> [To do]: Reproduce verbatim the lines from the one containing "task: outline the wood plank" through the one containing "184], [457, 171]]", including both of those lines.

> [Records shown]:
+++

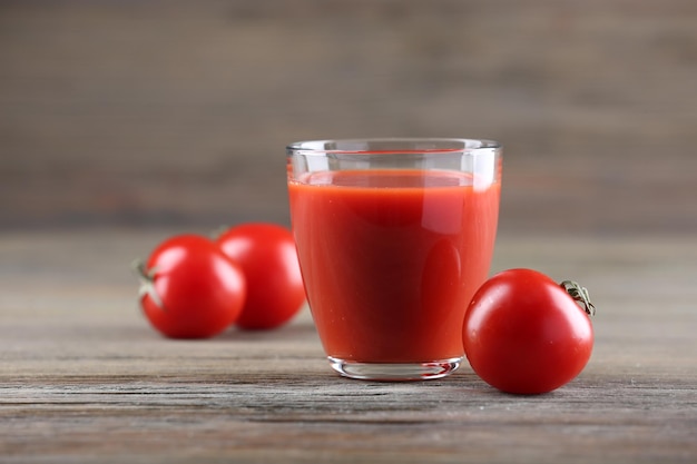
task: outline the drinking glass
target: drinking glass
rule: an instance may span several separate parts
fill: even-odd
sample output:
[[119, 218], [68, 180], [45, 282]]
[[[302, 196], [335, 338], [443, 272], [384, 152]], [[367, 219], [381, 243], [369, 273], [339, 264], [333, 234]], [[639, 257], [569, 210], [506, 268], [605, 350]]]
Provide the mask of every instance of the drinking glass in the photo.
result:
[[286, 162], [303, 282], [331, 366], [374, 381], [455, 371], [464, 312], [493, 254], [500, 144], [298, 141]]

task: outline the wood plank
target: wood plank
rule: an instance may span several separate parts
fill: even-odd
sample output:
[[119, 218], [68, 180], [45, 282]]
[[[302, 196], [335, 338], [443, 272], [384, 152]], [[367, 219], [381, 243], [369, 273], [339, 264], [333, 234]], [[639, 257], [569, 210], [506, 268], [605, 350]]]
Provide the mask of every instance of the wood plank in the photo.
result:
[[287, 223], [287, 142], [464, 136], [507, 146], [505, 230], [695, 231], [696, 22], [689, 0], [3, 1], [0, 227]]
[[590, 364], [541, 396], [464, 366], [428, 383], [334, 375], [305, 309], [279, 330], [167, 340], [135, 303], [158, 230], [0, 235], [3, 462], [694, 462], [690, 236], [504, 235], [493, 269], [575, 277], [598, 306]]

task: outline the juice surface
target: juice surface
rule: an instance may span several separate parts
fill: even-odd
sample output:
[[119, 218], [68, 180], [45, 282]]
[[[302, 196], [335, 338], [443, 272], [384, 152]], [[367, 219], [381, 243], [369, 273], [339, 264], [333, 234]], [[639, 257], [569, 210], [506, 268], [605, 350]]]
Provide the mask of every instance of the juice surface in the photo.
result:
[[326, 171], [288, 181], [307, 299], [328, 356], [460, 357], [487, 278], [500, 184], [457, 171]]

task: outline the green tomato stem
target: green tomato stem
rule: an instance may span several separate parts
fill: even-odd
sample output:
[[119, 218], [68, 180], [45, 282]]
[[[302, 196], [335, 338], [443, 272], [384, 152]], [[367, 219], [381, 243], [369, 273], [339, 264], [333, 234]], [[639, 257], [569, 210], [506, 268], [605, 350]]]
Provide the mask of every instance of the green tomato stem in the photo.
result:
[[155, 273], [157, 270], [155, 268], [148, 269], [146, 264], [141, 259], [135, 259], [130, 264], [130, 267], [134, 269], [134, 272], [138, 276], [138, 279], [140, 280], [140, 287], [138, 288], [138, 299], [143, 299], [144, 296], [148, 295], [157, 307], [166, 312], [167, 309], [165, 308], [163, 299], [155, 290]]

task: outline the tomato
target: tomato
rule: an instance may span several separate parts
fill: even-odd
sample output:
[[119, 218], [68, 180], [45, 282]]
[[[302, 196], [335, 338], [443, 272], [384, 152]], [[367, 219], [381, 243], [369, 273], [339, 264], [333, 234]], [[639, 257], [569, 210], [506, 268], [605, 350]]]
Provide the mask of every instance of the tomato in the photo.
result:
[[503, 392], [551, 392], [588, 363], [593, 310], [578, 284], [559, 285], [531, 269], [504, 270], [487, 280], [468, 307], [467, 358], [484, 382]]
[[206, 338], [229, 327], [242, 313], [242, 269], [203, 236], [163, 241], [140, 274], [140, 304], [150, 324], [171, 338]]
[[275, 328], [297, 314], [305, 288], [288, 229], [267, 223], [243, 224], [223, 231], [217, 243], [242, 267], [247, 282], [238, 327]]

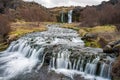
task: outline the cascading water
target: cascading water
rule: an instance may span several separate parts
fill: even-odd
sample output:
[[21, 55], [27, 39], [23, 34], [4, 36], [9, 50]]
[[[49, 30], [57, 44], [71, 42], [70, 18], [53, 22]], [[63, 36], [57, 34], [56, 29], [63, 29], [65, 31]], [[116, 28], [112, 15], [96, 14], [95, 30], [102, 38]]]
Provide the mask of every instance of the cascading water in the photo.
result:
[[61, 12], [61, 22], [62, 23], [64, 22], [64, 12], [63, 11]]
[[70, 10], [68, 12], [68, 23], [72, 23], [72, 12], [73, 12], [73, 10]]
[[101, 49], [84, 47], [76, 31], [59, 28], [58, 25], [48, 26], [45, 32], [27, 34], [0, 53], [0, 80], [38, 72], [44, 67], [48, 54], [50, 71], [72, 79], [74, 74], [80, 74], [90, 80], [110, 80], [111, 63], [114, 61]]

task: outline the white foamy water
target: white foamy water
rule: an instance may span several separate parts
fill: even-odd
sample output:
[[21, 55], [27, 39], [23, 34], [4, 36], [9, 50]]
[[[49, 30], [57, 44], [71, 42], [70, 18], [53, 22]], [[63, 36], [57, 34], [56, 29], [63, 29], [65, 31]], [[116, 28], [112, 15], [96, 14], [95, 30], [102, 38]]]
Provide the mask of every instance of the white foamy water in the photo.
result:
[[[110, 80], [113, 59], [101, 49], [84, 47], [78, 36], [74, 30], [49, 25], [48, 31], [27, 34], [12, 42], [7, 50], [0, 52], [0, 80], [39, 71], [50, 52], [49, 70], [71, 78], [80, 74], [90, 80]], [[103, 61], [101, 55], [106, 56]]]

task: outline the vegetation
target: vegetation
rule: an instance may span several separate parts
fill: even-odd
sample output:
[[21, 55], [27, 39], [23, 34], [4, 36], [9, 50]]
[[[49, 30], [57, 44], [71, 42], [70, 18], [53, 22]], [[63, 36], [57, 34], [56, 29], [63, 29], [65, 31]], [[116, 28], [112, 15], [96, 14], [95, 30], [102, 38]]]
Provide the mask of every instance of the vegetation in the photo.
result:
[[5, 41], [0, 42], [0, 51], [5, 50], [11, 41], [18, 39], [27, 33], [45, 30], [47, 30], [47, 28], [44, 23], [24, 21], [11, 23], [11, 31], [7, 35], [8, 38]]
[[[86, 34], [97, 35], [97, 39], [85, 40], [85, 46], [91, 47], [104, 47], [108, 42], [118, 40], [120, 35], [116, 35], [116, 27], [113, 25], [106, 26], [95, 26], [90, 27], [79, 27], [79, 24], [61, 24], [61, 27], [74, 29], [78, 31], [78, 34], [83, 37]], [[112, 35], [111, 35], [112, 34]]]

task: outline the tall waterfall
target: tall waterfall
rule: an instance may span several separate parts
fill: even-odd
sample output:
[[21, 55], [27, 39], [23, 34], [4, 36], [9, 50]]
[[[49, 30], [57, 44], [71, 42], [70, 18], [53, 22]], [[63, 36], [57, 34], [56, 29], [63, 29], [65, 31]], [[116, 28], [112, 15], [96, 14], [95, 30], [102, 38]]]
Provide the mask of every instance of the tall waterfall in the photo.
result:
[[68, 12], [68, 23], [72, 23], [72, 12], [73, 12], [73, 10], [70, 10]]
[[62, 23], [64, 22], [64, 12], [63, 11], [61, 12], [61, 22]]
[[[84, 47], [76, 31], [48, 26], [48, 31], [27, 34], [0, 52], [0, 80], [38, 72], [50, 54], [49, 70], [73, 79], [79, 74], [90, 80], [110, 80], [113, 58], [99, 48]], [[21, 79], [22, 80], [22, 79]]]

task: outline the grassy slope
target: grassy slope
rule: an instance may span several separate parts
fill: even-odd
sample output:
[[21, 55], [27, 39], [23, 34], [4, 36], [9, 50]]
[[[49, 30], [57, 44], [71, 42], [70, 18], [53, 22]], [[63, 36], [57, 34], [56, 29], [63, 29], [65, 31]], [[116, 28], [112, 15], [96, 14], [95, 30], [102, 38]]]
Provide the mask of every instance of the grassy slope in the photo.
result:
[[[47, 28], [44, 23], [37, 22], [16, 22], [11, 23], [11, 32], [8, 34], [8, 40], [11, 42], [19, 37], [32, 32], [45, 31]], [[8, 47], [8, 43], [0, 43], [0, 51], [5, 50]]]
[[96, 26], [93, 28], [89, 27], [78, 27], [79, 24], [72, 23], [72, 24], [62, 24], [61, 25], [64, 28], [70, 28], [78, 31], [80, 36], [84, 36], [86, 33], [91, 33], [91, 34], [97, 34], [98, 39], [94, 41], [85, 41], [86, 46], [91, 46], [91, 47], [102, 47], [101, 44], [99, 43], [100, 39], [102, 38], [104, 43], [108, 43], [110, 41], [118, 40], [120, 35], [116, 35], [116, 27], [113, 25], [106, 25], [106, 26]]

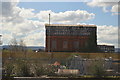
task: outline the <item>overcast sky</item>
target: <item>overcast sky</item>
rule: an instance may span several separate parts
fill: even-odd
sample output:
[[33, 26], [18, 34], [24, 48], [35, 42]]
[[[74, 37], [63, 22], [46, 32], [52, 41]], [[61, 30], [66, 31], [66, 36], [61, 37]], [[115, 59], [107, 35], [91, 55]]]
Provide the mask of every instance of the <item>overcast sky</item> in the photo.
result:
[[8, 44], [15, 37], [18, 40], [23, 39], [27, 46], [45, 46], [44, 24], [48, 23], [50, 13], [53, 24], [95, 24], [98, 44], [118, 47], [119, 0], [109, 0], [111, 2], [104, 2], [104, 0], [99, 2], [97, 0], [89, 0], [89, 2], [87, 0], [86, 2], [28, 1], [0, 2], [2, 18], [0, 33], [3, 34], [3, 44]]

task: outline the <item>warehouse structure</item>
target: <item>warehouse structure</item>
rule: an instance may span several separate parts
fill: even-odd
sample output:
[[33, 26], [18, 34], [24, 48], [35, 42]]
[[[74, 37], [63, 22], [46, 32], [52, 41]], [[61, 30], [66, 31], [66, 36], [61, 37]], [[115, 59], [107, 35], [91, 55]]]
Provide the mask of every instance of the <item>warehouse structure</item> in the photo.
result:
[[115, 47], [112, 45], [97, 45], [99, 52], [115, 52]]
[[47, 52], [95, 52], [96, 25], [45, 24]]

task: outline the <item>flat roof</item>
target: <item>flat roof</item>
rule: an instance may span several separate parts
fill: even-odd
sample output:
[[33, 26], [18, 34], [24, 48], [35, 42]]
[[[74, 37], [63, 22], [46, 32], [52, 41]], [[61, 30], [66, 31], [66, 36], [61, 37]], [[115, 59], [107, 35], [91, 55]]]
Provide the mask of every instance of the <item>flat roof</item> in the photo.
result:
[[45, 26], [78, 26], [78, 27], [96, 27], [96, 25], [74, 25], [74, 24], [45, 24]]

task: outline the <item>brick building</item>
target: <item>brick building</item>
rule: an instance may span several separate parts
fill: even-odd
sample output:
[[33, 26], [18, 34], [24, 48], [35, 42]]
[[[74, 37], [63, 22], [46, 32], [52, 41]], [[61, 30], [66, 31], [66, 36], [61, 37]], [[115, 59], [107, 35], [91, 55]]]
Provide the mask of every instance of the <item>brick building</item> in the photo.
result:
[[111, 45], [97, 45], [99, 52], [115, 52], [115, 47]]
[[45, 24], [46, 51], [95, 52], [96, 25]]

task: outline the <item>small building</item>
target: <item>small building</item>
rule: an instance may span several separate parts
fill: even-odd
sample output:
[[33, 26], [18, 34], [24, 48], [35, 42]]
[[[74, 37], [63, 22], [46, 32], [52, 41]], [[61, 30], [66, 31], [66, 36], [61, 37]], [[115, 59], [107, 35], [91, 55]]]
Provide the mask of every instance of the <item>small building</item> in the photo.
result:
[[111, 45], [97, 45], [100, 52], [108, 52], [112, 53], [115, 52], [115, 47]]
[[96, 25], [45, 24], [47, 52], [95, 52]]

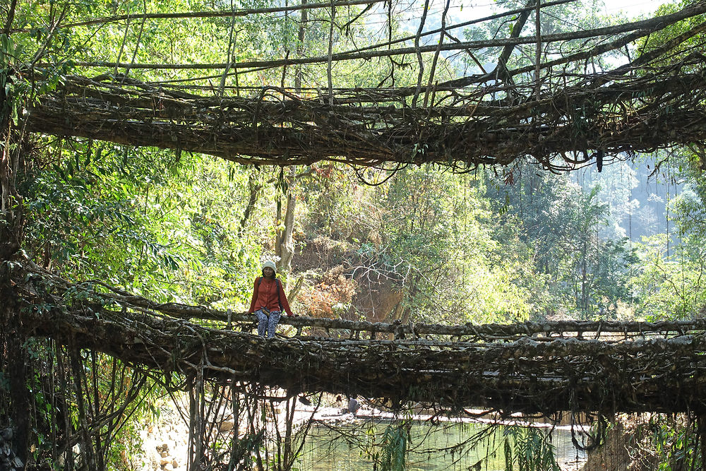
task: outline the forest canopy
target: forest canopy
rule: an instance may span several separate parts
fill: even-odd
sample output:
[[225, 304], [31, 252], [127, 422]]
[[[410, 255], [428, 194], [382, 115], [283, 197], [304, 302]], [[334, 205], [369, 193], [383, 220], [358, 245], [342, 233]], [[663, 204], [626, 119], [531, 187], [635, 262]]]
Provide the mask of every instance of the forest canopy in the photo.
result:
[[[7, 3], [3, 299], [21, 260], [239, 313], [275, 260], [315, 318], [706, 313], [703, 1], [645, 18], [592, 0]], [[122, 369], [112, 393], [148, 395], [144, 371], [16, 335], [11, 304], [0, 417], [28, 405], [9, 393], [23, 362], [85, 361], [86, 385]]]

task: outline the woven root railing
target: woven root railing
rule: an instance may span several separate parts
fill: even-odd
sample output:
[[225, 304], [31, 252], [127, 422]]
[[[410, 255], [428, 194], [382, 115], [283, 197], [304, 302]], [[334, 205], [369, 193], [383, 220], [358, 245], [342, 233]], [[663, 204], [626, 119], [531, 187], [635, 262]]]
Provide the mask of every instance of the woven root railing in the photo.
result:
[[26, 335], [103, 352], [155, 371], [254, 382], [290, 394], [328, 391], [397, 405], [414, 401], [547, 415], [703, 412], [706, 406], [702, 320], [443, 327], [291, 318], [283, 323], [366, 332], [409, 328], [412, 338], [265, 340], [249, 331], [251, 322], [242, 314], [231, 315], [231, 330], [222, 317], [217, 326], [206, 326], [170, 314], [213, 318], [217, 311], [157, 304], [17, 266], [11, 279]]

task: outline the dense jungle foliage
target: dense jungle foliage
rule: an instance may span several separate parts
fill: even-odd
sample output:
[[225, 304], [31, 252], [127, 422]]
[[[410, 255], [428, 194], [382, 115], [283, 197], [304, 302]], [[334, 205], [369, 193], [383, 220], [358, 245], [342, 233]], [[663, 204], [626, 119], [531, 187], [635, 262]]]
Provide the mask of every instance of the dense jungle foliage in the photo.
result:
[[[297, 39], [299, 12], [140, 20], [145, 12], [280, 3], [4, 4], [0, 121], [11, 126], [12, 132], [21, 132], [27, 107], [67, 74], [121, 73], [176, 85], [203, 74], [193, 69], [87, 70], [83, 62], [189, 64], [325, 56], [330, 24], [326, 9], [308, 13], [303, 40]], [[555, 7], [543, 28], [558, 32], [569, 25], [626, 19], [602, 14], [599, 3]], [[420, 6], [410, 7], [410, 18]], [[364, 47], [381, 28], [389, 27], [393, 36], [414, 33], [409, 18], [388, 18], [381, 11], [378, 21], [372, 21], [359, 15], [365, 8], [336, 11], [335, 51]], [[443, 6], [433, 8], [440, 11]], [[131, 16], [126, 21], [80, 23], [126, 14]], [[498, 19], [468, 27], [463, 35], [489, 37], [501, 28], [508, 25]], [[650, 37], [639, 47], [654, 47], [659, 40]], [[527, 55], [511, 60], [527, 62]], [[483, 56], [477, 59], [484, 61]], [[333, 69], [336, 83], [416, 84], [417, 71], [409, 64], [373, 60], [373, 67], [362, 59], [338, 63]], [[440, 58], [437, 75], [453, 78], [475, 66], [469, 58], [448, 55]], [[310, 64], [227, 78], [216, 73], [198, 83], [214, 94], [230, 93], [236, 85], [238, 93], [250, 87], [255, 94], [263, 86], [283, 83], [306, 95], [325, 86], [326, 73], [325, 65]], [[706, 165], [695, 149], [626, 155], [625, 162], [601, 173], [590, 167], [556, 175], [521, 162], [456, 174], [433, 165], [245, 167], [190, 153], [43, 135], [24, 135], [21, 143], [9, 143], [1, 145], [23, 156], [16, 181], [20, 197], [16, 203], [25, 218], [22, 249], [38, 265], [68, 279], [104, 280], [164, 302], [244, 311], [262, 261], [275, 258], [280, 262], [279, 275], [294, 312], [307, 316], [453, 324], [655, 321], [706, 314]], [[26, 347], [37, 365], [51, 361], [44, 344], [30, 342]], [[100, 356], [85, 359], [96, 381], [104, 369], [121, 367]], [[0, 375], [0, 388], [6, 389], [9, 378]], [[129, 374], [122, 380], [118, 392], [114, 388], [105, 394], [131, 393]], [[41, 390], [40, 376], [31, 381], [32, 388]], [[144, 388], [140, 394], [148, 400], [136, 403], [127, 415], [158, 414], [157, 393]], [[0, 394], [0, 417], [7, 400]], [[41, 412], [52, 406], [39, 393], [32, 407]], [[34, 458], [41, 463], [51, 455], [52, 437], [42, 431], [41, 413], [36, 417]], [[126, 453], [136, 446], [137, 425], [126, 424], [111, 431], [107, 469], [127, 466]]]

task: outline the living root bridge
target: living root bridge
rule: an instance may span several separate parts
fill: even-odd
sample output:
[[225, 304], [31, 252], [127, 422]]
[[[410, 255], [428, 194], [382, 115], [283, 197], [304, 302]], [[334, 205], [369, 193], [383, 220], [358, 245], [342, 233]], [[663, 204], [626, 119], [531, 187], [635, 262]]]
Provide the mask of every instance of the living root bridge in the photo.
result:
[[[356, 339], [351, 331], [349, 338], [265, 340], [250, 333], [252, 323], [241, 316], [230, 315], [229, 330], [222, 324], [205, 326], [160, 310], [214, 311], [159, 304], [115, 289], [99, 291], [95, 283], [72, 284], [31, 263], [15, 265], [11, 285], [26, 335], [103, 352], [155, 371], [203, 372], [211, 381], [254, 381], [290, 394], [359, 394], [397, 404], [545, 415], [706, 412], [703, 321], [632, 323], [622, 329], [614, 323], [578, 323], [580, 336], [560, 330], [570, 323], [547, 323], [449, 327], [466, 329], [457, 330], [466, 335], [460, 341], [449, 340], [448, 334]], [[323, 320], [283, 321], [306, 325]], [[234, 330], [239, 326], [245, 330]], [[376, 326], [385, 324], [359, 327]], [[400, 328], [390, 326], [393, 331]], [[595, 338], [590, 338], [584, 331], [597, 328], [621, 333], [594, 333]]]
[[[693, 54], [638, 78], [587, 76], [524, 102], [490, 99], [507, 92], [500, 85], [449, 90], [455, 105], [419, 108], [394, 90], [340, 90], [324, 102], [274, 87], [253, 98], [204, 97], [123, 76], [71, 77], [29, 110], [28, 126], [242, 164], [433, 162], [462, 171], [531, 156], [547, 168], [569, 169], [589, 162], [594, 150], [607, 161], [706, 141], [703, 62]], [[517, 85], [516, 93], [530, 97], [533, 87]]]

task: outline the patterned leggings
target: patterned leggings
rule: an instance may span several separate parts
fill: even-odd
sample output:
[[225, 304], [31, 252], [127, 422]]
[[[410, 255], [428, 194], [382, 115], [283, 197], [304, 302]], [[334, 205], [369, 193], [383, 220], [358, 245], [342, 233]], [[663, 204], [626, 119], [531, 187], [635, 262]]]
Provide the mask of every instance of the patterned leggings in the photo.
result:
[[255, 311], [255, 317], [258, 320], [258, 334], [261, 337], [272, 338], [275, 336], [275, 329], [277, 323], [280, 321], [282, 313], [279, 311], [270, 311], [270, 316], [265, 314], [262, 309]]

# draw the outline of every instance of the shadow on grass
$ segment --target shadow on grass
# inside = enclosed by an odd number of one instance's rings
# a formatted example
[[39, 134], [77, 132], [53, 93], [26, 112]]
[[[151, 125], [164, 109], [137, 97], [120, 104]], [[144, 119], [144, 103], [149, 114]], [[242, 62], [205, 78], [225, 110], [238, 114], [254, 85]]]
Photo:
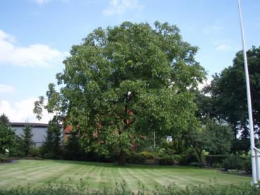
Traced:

+++

> [Final answer]:
task: outline the wood plank
target: wood plank
rule: an instance may span several separate parts
fill: even-odd
sample output:
[[119, 218], [68, 180], [45, 282]]
[[[302, 196], [335, 338], [443, 272], [384, 152]], [[367, 219], [381, 243], [369, 273], [339, 264], [333, 234]], [[639, 257], [569, 210], [506, 268], [605, 350]]]
Provide the mask of every instance of the wood plank in the photo.
result:
[[287, 223], [287, 142], [464, 136], [507, 146], [505, 230], [695, 231], [696, 22], [689, 0], [3, 1], [0, 227]]
[[590, 364], [541, 396], [464, 366], [428, 383], [334, 375], [305, 309], [279, 330], [167, 340], [135, 303], [158, 230], [0, 235], [3, 462], [694, 462], [690, 236], [504, 235], [493, 269], [575, 277], [598, 306]]

task: outline the juice surface
target: juice surface
rule: an instance may span several separate parts
fill: even-odd
sample output:
[[119, 218], [68, 180], [45, 282]]
[[[302, 196], [335, 338], [443, 272], [384, 152]], [[367, 219], [381, 243], [369, 273], [339, 264], [333, 234]], [[639, 257], [569, 210], [506, 268], [605, 350]]]
Provide the mask of every instance of the juice surface in the photo.
result:
[[326, 171], [288, 181], [307, 299], [328, 356], [460, 357], [487, 278], [500, 184], [457, 171]]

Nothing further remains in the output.